◆ **GOAL**: Render every line below as a Markdown table with the columns Row and Content, one numbered row per line and blank lines omitted. Leave the pictures out.

◆ **SUPPLIED DATA**:
☆ ☆ ☆ ☆ ☆

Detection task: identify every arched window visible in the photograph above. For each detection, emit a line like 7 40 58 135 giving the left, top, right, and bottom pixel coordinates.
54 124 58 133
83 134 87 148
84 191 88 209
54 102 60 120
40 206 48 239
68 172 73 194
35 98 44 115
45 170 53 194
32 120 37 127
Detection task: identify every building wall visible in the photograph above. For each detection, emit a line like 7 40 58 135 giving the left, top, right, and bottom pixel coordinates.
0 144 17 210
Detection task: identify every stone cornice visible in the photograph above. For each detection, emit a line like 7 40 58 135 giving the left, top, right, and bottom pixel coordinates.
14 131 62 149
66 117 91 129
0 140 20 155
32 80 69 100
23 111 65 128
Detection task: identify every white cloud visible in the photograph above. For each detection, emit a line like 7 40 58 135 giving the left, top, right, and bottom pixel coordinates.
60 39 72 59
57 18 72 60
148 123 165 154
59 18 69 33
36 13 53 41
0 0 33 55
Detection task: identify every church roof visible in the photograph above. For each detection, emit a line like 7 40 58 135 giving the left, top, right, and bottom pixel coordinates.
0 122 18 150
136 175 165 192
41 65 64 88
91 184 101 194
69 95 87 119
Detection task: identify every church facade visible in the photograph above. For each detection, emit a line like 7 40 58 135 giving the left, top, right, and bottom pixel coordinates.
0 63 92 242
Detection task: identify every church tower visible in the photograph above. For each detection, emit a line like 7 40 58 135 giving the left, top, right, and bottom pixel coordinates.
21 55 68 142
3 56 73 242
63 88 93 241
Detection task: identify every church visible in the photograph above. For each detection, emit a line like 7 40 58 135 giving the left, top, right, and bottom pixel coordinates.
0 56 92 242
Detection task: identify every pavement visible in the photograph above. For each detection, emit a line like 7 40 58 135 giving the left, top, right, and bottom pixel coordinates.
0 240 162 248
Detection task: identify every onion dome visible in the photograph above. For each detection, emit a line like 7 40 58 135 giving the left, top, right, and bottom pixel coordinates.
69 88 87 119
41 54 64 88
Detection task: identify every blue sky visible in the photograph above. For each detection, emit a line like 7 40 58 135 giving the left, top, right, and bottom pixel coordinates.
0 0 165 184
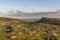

☆ ☆ ☆ ☆ ☆

◆ **ANSWER FOR THE TASK**:
| Row | Content |
|---|---|
| 1 | Detection task: identify every arched window visible in the photograph above. For each detection, emit a line like 7 40 58 135 giving the left, top, right, and bottom pixel coordinates. |
| 2 | 54 124 58 133 |
| 3 | 83 134 87 148 |
| 4 | 84 191 88 209 |
| 5 | 54 102 60 120 |
| 6 | 40 206 48 239 |
| 7 | 68 172 73 194 |
| 8 | 35 98 44 115 |
| 9 | 45 170 53 194 |
| 10 | 32 120 37 127 |
| 11 | Detection task: identify every building wall visible in the photograph above. For each detection, emit a line like 7 40 58 135 giving the left, top, right, and bottom pixel coordinates. |
| 12 | 0 144 17 210 |
| 13 | Detection task: identify every stone cornice visible in the photograph above. For each detection, emit a line like 7 40 58 135 giving the left, top, right, and bottom pixel coordinates. |
| 14 | 14 131 62 149 |
| 15 | 66 117 91 129 |
| 16 | 0 140 20 155 |
| 17 | 32 80 69 100 |
| 18 | 23 111 65 128 |
| 19 | Detection task: identify every white cloud visible in the photograph above. For each detection, emit a line like 7 40 58 135 giving the left, top, right, and bottom pixel coordinates. |
| 20 | 60 39 72 59 |
| 21 | 57 18 72 60 |
| 22 | 148 123 165 154 |
| 23 | 59 18 69 33 |
| 24 | 36 13 53 41 |
| 25 | 0 0 33 55 |
| 26 | Detection task: identify every church roof visible in the photograph above. For each detection, emit a line like 7 40 58 135 giving the left, top, right, and bottom pixel coordinates. |
| 27 | 0 122 18 150 |
| 28 | 136 175 165 192 |
| 29 | 41 65 64 88 |
| 30 | 91 184 101 194 |
| 31 | 69 95 87 119 |
| 32 | Detection task: identify every church facade visible in the photograph above. For each detection, emit a line like 7 40 58 135 giving the left, top, right, and bottom pixel coordinates. |
| 33 | 0 63 92 242 |
| 34 | Detection task: identify every church tower visible in the photograph above. For each detection, emit a line like 7 40 58 135 giving the left, top, right, and bottom pixel coordinates. |
| 35 | 21 55 68 142 |
| 36 | 3 56 73 242 |
| 37 | 63 88 93 241 |
| 38 | Detection task: identify every church visible in the photograph above. For each detection, emit a line like 7 40 58 135 giving the left, top, right, and bottom pixel coordinates. |
| 39 | 0 56 92 242 |
| 40 | Detection task: identify every pavement visible in the photograph above. For each detection, emit a line like 7 40 58 135 giving the left, top, right, and bottom pixel coordinates. |
| 41 | 0 240 162 248 |
| 42 | Detection task: identify every onion dome visible in the photograph above. For each detection, emit a line like 7 40 58 135 giving the left, top, right, and bottom pixel coordinates. |
| 43 | 69 88 87 119 |
| 44 | 41 54 64 88 |
| 45 | Detection task: identify every blue sky visible in the photograph above. For each detection, emit a line like 7 40 58 135 giving the left, top, right, and bottom pixel coordinates. |
| 46 | 0 0 165 184 |